▶ _Problem to work on_
Rename "one point per instance" to "a single point per instance" throughout the records below, and reproduce every line otherwise unchanged.

BEGIN Record list

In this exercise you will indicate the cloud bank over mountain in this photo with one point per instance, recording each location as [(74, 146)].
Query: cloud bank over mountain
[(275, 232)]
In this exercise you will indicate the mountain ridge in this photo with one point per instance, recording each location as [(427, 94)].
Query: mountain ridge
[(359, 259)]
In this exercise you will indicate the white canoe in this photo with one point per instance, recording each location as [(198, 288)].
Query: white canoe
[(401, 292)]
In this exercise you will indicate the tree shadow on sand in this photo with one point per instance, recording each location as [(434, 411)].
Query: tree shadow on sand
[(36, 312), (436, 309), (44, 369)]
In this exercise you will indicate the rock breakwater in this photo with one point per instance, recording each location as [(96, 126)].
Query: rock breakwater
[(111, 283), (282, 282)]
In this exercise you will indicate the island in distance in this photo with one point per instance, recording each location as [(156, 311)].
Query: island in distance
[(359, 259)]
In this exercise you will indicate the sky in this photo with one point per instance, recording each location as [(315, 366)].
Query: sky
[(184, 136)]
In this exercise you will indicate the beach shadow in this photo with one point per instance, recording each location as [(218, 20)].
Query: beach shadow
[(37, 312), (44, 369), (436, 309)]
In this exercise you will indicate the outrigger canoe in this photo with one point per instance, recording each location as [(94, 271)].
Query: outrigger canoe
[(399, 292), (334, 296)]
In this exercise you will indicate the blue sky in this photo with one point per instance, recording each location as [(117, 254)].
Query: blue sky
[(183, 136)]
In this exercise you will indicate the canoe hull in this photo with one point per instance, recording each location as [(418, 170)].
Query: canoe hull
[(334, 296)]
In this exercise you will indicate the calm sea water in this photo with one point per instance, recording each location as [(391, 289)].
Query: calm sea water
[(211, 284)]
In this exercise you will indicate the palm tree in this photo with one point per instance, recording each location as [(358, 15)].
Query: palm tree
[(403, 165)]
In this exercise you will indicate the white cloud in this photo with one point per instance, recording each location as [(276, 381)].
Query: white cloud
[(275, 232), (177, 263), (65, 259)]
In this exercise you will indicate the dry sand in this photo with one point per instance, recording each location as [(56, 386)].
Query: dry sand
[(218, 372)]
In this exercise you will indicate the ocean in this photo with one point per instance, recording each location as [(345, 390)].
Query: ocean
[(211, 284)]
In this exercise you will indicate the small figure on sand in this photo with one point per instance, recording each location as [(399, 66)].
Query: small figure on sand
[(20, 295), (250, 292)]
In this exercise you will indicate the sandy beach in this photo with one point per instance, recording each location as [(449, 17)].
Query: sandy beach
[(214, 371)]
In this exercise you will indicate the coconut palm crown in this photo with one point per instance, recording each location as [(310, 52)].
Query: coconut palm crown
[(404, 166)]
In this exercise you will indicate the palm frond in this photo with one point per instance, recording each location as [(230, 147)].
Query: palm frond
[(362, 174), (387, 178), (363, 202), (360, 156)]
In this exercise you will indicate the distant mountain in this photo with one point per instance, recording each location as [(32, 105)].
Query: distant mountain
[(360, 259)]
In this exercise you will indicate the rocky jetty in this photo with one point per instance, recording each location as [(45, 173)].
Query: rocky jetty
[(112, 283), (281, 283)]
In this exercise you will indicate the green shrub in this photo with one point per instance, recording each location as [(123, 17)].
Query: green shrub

END Record list

▶ _Problem solution_
In this exercise you will indicate the cloud bank over mountain in this photo with a single point per instance, recording each location as [(74, 146)].
Query: cloud bank over mountain
[(275, 232)]
In this exercise you will indicate the mountain ridge in this photo with a single point per instance, recording each location as [(427, 94)].
Query: mountain ridge
[(359, 259)]
In this exercise you will indicate the white canoe in this photo with a single point per instance, recording each location as [(198, 288)].
Query: white canoe
[(401, 292)]
In this exercise you will indicate the tree shadow on sand in this photo with a single point per instance, recording each location as [(434, 411)].
Query: tree shadow on sand
[(36, 312), (436, 309), (44, 369)]
In this exercise you will indicate the rock breakwater in this photo with a single point per instance, recording each location as [(96, 126)].
Query: rock breakwater
[(111, 283), (282, 282)]
In this exercise you will indicate the island in distance in this photo with a single point per instance, recording each location as [(156, 311)].
Query: island in distance
[(359, 259)]
In this exercise you will indicate the sky in this photo with a single point per instance, recording each location as [(315, 366)].
Query: sky
[(184, 136)]
In this exercise you will indicate the beach shadow in this photo with a single point per instance, recording each location as [(218, 20)].
Query: beach shadow
[(37, 312), (44, 369), (436, 309)]
In this exercise you will indicate the outrigger canoe in this photo with a single point per instance, recording each location as [(94, 271)].
Query: outrigger canoe
[(399, 292), (334, 296)]
In this exercise you will indicate the blue sky in this photo with a single point per instance, recording each location as [(117, 254)].
Query: blue sky
[(183, 136)]
In this exercise you will indicate the canoe hull in this photo with a single point per instance, recording each location as [(418, 170)].
Query: canoe hull
[(334, 296)]
In this exercise you will indicate the calm sea water in this photo with a single point per instance, recording each location as [(391, 289)].
Query: calm sea water
[(211, 284)]
In this exercise you will indicate the palm tree in this photo with a single point per instance, recording each location as [(358, 15)].
Query: palm tree
[(403, 165)]
In this exercise you will indicate the white cloud in this photo with a single point per instance, recording each location as [(276, 381)].
Query: white cloud
[(275, 232), (177, 263), (65, 259)]
In this exercise you will indicate the dry sand in this photo with a single point per instance, recording each location as [(56, 386)].
Query: dry sand
[(218, 372)]
In this exercise you will indicate the ocean in this photo with a single point per instance, recording each location as [(345, 390)].
Query: ocean
[(211, 284)]
In this exercise you will indicate the small figure on sand in this photo with a single point per instance, recording each location as [(399, 66)].
Query: small figure on sand
[(20, 295), (250, 292)]
In this exercise you will indicate the sandy beach in this photo with a single point per instance, recording each location as [(449, 17)].
Query: sandy beach
[(214, 371)]
In this exercise you will indicate the coconut palm crown in this photo with a single point per instance, recording each location as [(310, 52)].
Query: coconut palm crown
[(404, 166)]
In this exercise you will indicate the palm frond in this photo with a single point per instance, recording each location as [(230, 147)].
Query: palm frond
[(362, 174), (387, 178), (363, 202), (360, 156)]
In this exercise you will indicate the distant mountain in this photo with a single point per instance, recording each location as [(32, 105)].
Query: distant mountain
[(360, 259)]
In this exercise you will indicate the rocky jetty in this photo with a single point per instance, recording each location as [(45, 173)].
Query: rocky jetty
[(112, 283), (281, 283)]
In this exercise you will indicate the green shrub in this photo with a single point per instance, recording each location as [(123, 17)].
Query: green shrub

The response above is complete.